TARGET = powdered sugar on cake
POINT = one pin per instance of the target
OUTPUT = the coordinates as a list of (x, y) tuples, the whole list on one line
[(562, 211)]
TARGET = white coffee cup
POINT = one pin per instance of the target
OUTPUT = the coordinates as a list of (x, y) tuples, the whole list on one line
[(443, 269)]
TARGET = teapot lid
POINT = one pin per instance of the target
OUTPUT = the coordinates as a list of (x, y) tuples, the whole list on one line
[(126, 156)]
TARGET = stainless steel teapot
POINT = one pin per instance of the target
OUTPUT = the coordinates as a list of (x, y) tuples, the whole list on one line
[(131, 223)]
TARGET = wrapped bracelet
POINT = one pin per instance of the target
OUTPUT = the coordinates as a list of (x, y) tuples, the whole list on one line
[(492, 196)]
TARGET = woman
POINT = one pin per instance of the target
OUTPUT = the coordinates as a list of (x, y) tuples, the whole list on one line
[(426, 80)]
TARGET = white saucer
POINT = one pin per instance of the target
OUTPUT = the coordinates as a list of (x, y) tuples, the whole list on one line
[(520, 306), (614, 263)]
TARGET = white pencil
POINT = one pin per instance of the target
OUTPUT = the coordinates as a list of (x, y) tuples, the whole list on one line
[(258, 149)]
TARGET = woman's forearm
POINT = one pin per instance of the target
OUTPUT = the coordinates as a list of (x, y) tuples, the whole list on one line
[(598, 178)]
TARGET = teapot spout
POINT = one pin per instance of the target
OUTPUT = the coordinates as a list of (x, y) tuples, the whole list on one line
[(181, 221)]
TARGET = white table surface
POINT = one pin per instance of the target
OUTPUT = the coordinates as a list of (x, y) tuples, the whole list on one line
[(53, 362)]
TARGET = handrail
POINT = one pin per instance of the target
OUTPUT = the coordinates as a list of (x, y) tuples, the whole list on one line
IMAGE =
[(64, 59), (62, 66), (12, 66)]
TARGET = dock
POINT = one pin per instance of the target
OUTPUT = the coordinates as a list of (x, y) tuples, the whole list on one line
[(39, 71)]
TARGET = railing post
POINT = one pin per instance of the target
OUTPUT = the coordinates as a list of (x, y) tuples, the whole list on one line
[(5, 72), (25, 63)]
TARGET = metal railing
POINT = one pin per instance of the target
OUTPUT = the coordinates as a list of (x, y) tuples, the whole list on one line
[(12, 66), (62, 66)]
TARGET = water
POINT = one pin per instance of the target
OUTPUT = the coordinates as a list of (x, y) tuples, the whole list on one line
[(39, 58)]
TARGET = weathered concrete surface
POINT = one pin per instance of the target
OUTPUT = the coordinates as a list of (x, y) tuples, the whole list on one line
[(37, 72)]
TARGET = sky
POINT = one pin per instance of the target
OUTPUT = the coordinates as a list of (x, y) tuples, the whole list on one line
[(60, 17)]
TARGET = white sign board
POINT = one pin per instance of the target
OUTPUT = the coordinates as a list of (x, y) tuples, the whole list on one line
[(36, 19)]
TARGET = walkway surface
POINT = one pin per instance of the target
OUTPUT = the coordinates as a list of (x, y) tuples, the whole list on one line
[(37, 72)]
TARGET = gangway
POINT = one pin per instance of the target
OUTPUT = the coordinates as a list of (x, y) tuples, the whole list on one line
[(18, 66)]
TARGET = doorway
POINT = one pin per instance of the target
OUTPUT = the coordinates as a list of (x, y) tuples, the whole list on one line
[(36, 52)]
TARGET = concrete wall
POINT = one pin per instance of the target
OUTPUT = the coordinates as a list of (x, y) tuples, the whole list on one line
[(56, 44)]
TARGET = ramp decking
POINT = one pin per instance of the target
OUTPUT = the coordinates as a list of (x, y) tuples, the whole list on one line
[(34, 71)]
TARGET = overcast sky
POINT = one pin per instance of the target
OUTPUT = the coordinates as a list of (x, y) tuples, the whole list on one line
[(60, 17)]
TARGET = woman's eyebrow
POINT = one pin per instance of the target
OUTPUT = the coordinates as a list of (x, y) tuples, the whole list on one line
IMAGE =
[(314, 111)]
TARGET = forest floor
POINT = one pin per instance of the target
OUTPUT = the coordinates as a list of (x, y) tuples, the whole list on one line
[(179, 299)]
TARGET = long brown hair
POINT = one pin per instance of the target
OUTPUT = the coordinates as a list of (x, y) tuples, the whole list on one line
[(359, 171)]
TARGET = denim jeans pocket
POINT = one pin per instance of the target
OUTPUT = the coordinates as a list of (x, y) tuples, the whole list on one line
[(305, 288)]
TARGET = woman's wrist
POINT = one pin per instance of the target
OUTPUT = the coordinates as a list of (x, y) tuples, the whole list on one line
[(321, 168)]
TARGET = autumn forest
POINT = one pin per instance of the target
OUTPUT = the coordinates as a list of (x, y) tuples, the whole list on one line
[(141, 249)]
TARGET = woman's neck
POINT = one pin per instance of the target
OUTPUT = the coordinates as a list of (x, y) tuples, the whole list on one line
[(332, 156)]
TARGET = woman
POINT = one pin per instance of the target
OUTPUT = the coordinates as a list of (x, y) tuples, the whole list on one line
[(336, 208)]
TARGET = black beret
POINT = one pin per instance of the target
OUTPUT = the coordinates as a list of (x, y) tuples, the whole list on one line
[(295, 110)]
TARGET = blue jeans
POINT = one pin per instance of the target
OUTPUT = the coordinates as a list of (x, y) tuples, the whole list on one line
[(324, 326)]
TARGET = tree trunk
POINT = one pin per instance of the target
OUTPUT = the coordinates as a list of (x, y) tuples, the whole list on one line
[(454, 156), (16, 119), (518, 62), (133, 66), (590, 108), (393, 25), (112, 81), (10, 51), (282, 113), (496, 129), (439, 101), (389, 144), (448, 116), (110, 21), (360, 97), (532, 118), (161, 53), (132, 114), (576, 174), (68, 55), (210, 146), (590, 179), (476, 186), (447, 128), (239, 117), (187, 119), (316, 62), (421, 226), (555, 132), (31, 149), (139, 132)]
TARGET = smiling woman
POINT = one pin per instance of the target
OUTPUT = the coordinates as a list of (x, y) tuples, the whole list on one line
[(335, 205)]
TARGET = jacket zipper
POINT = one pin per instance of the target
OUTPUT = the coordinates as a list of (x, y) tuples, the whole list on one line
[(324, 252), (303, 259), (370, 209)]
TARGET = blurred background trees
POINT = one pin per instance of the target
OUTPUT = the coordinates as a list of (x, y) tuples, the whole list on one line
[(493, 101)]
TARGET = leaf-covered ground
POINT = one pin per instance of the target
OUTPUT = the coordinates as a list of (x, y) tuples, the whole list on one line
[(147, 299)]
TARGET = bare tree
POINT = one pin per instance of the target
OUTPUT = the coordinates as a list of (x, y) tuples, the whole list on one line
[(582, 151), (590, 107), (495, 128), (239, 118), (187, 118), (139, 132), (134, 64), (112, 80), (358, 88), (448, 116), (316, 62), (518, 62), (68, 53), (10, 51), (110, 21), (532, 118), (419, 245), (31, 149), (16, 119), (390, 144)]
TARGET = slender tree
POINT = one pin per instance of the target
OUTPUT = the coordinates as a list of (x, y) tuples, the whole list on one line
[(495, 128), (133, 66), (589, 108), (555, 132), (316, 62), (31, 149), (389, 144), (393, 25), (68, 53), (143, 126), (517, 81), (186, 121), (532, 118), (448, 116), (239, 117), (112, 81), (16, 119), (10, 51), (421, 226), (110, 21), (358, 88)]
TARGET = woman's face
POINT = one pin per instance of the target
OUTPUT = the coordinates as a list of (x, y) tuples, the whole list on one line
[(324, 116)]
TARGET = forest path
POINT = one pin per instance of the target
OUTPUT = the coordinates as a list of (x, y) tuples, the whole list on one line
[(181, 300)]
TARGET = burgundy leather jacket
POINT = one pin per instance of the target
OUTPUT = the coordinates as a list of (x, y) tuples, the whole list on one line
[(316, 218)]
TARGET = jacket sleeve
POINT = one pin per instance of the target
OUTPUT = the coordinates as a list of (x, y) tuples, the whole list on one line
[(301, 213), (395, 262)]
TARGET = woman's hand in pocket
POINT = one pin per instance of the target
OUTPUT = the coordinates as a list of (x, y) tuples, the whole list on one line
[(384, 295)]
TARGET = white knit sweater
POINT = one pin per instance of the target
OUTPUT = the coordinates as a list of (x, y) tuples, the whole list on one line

Work instructions
Output exactly, and only, the lines running from the one that contains "TARGET = woman's hand in pocket" through the last line of the entries above.

Answer section
TARGET = woman's hand in pocket
POINT = one pin per instance of the target
OUTPUT = the coordinates as a list of (x, y) tuples, the whole list on one line
[(384, 295)]
TARGET = white knit sweater
POINT = one pin per instance of the target
OUTPUT = the coordinates as a list of (x, y) tuples, the whole list on one line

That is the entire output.